DOCUMENT SEGMENT:
▼
The other exception is the Nissan GT-R, whose 255/40 ZR20 front and 285/35 ZR20 Dunlop Sport Maxx tyres simply won’t bite initially. There’s also its notable 1740kg kerb weight. So even though it slows from lower speed with lots of conviction, it takes a long time to get going. Ditto the Range Rover Sport, whose tyres do what they can but cannot alter the fact that it weighs over two tonnes. 

Results: 1) Mini Cooper 2) Audi RS4 3) Volkswagen Golf R 4) Porsche 911 Carrera 4S 5) Range Rover Sport 6) Toyota GT86 7) Nissan GT-R

Read the full Porsche 911 Carrera 4S review

Test 2: 0-30mph on a mixed surface

MIRA’s wet straights aim to replicate some of the less predictable elements of wintery driving. So the left wheels of our test cars are parked on low-grip basalt tiles – think ice. The right pair are on regular asphalt. Stability control systems are left in place. We then accelerate as fast as possible, to 30mph.

As tests of traction go, it is a good one. It’s perhaps no surprise that, because acceleration tests push weight on to the rear tyres, the rear-engined 911 is king here. And how. Its traction and stability systems are deftly judged to minimise slip and ask for just a quarter turn of opposite lock as it reaches 30mph in 2.98sec.
▲
(Dataset rows)
▼
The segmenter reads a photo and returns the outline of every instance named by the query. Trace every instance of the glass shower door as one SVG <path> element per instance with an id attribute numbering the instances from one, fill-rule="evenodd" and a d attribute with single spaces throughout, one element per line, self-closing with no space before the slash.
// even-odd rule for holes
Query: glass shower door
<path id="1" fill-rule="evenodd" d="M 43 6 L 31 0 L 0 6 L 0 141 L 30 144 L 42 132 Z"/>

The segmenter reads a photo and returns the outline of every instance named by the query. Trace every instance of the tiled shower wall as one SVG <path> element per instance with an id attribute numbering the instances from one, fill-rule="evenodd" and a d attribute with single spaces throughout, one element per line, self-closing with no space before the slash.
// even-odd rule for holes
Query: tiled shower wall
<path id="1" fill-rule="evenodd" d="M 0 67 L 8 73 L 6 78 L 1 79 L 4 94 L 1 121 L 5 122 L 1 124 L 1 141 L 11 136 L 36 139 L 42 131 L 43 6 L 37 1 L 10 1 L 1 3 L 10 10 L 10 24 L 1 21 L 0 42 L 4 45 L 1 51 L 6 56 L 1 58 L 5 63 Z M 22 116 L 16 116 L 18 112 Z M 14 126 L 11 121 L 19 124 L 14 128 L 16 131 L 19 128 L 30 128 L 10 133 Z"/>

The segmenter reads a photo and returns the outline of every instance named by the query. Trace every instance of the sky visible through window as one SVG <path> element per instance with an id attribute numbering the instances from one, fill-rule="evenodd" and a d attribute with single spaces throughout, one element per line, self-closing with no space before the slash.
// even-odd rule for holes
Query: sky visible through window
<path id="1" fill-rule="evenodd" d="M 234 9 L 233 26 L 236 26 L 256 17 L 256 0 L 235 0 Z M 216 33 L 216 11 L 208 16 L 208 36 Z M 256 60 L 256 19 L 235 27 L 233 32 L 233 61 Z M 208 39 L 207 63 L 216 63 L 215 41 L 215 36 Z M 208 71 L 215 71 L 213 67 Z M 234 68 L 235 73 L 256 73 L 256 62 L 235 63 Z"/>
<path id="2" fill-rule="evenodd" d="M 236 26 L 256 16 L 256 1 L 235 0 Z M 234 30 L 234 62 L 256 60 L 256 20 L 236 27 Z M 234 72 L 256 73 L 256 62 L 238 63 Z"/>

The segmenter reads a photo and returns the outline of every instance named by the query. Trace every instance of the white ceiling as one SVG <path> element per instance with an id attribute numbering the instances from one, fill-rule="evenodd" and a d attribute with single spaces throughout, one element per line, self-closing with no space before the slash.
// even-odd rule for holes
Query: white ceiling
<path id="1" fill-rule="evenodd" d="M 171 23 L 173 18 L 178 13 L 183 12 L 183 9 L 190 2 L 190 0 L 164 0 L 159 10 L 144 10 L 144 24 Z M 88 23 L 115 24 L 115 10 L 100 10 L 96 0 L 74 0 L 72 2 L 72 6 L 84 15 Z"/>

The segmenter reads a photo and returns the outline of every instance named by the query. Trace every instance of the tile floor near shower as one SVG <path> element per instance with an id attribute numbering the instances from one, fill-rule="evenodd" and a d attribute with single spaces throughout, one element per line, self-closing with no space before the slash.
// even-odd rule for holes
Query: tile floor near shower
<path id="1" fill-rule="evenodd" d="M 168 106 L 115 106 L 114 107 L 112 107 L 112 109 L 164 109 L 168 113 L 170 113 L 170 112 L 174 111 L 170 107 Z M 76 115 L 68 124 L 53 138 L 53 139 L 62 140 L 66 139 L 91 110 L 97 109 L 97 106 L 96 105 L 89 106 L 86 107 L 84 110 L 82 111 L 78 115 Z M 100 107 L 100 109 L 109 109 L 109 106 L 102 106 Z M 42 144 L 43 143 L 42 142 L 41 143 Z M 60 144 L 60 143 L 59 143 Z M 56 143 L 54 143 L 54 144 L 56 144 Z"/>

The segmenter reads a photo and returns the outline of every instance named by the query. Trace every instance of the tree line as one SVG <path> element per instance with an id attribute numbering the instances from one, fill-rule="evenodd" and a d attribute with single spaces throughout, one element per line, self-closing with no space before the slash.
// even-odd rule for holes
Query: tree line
▲
TASK DESCRIPTION: In the winter traction test, how long did the 911 take to reach 30mph on the mixed surface?

SOLUTION: 2.98 seconds.